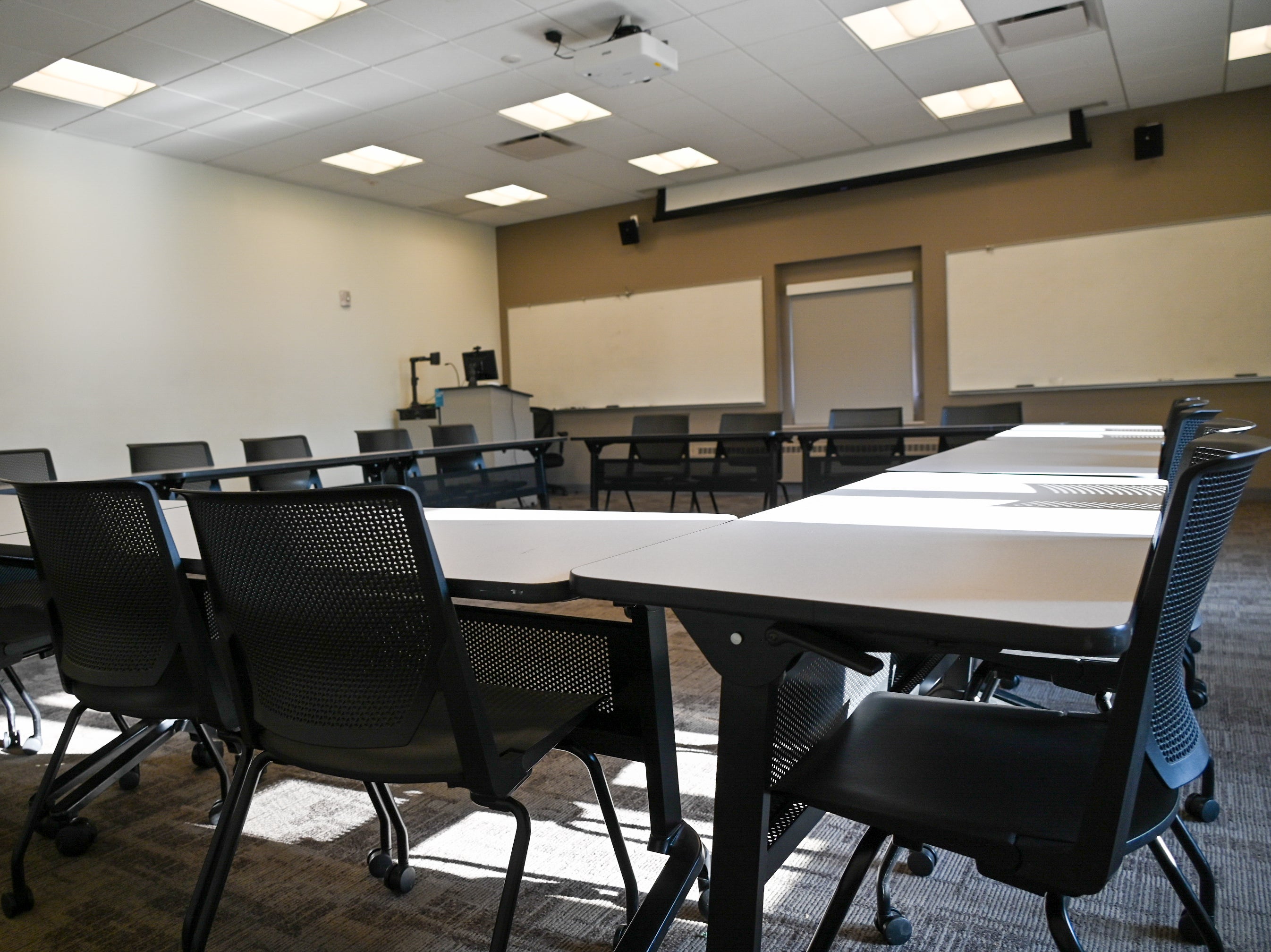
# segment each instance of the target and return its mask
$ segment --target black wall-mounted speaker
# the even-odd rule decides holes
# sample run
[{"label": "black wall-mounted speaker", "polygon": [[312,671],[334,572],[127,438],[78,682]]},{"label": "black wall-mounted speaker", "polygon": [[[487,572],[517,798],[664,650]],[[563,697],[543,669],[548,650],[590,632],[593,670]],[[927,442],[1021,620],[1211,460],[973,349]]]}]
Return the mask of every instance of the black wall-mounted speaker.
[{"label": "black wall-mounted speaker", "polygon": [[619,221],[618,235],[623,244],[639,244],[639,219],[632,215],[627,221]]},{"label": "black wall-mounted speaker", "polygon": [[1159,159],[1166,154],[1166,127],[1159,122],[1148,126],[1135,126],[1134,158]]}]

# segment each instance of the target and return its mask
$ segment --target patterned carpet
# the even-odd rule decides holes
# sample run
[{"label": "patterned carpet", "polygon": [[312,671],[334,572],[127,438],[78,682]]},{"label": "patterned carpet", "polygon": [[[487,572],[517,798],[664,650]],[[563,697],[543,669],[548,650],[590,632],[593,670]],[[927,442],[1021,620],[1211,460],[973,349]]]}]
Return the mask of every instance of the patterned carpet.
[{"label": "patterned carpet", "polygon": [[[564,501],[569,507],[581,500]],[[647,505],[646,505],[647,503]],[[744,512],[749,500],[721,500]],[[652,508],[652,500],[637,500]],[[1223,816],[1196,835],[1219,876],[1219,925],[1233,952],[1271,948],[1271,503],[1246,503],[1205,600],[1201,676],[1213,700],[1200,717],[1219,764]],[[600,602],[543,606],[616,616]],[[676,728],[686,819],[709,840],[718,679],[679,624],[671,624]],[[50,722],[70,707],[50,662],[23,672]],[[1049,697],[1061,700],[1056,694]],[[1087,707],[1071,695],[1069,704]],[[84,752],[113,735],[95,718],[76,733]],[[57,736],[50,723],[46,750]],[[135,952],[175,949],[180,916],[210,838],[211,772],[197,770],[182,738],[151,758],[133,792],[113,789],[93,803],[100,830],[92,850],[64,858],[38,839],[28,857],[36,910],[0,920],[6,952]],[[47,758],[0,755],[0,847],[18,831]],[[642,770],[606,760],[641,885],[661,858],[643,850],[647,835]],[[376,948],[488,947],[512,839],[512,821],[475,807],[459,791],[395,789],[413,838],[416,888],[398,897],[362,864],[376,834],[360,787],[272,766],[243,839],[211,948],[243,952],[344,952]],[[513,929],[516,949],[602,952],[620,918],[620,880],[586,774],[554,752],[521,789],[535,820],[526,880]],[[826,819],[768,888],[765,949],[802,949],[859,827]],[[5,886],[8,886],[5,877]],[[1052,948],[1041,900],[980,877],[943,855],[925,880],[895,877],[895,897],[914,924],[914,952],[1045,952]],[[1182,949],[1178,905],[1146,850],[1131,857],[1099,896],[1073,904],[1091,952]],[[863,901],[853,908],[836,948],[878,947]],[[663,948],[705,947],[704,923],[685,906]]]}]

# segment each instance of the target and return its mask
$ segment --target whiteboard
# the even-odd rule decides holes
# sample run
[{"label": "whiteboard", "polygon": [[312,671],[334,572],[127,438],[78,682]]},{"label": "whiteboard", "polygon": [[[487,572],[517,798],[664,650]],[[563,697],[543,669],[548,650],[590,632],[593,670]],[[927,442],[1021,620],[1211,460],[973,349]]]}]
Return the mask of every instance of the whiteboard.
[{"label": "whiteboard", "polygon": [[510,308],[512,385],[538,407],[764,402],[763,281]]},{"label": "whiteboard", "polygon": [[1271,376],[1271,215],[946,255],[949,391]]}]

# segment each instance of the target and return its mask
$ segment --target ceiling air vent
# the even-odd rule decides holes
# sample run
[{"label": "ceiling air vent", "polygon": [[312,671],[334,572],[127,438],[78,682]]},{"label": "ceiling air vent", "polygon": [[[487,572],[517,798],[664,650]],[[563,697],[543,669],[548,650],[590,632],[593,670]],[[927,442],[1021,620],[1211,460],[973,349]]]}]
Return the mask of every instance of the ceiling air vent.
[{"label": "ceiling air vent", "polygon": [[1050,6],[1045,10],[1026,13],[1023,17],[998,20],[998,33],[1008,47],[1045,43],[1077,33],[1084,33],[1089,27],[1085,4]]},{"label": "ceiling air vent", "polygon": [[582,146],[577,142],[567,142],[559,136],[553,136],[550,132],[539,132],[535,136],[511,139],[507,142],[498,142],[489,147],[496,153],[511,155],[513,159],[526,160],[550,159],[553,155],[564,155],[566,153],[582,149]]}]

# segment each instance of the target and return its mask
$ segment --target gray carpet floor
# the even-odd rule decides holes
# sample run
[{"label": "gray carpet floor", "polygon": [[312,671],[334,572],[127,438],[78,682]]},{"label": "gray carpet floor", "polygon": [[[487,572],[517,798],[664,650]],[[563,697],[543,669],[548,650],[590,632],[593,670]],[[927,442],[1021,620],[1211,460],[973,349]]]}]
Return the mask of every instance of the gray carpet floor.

────────────────

### STATED PROBLEM
Give the entries again word for word, but skip the pictures.

### TASK OUTPUT
# segment each instance of the target and return its mask
$ segment --target black wall-mounted speaker
# the even-odd rule decides holes
# sample run
[{"label": "black wall-mounted speaker", "polygon": [[312,671],[334,572],[127,438],[78,682]]},{"label": "black wall-mounted speaker", "polygon": [[[487,572],[517,798],[664,650]],[[563,697],[543,669],[548,650],[590,632],[593,670]],[[927,442],[1021,620],[1211,460],[973,349]]]}]
Return the mask of every instance of the black wall-mounted speaker.
[{"label": "black wall-mounted speaker", "polygon": [[619,221],[618,235],[623,244],[639,244],[639,219],[632,215],[627,221]]},{"label": "black wall-mounted speaker", "polygon": [[1159,159],[1166,154],[1166,127],[1159,122],[1148,126],[1135,126],[1134,158]]}]

# segment each instance of the target and return its mask
$ segment --target patterned carpet
# the even-odd rule decides holes
# sample run
[{"label": "patterned carpet", "polygon": [[312,671],[334,572],[127,438],[78,682]]},{"label": "patterned carpet", "polygon": [[[487,572],[517,798],[664,650]],[[563,697],[543,669],[548,650],[590,632],[593,670]],[[927,442],[1021,620],[1211,460],[973,349]]]}]
Return the mask of every instance of the patterned carpet.
[{"label": "patterned carpet", "polygon": [[[564,501],[569,507],[581,500]],[[647,505],[646,505],[647,503]],[[744,512],[749,500],[721,500]],[[652,508],[652,500],[637,500]],[[1223,816],[1196,835],[1219,876],[1219,925],[1233,952],[1271,948],[1271,503],[1246,503],[1205,600],[1201,676],[1213,700],[1200,717],[1219,764]],[[600,602],[543,606],[616,616]],[[676,728],[686,819],[709,840],[718,679],[679,624],[671,624]],[[50,722],[70,707],[50,662],[23,672]],[[1049,697],[1061,700],[1056,694]],[[1087,707],[1071,695],[1069,704]],[[84,752],[113,735],[95,718],[76,733]],[[57,736],[50,723],[46,750]],[[135,952],[175,949],[180,916],[210,838],[211,772],[197,770],[182,738],[151,758],[133,792],[113,789],[93,803],[100,830],[92,850],[64,858],[38,839],[28,857],[36,910],[0,920],[6,952]],[[47,758],[0,755],[0,847],[18,831]],[[642,770],[606,760],[641,885],[661,858],[643,850],[647,835]],[[376,948],[488,947],[512,839],[512,821],[475,807],[459,791],[395,789],[413,838],[416,888],[398,897],[362,864],[376,834],[360,787],[272,766],[243,839],[211,948],[243,952],[344,952]],[[513,929],[516,949],[602,952],[620,918],[620,880],[586,774],[554,752],[521,789],[535,820],[526,880]],[[826,819],[768,888],[765,949],[802,949],[859,827]],[[5,886],[8,886],[5,877]],[[1052,948],[1041,900],[980,877],[943,855],[925,880],[895,877],[895,897],[914,924],[914,952],[1045,952]],[[1182,949],[1178,905],[1146,850],[1131,857],[1099,896],[1073,904],[1091,952]],[[863,901],[853,908],[836,948],[878,947]],[[663,948],[705,947],[704,923],[685,906]]]}]

# segment each instance of the target and return its mask
$ segment --target whiteboard
# the even-odd rule decides holes
# sample run
[{"label": "whiteboard", "polygon": [[312,671],[334,572],[127,438],[78,682]]},{"label": "whiteboard", "polygon": [[[487,572],[517,798],[664,650]],[[563,697],[543,669],[548,650],[590,632],[593,670]],[[927,442],[1021,620],[1211,460],[973,349]]]}]
Return the mask of every instance of the whiteboard.
[{"label": "whiteboard", "polygon": [[510,308],[512,385],[538,407],[764,402],[763,281]]},{"label": "whiteboard", "polygon": [[1271,376],[1271,215],[946,255],[949,391]]}]

# segment each instance of the target and return its mask
$ segment --target ceiling air vent
# the even-odd rule decides holes
# sample run
[{"label": "ceiling air vent", "polygon": [[312,671],[334,572],[127,438],[78,682]]},{"label": "ceiling air vent", "polygon": [[[487,572],[517,798],[664,650]],[[563,697],[543,669],[548,650],[590,632],[593,670]],[[927,442],[1021,620],[1211,460],[973,349]]]}]
Return the mask of every instance of the ceiling air vent.
[{"label": "ceiling air vent", "polygon": [[1050,6],[1045,10],[1026,13],[1023,17],[998,20],[998,33],[1008,47],[1045,43],[1077,33],[1084,33],[1089,27],[1085,4]]},{"label": "ceiling air vent", "polygon": [[582,146],[577,142],[567,142],[559,136],[553,136],[550,132],[539,132],[535,136],[511,139],[507,142],[498,142],[489,147],[496,153],[511,155],[513,159],[526,160],[550,159],[553,155],[564,155],[566,153],[582,149]]}]

# segment each instance of the target and return its mask
$ segment --target gray carpet floor
# the even-odd rule decides holes
# sample run
[{"label": "gray carpet floor", "polygon": [[312,671],[334,572],[127,438],[78,682]]},{"label": "gray carpet floor", "polygon": [[[487,572],[517,798],[664,650]],[[563,697],[543,669],[548,650],[590,632],[593,670]],[[927,442],[1021,620],[1211,460],[973,349]]]}]
Return the mask of every instance of the gray carpet floor.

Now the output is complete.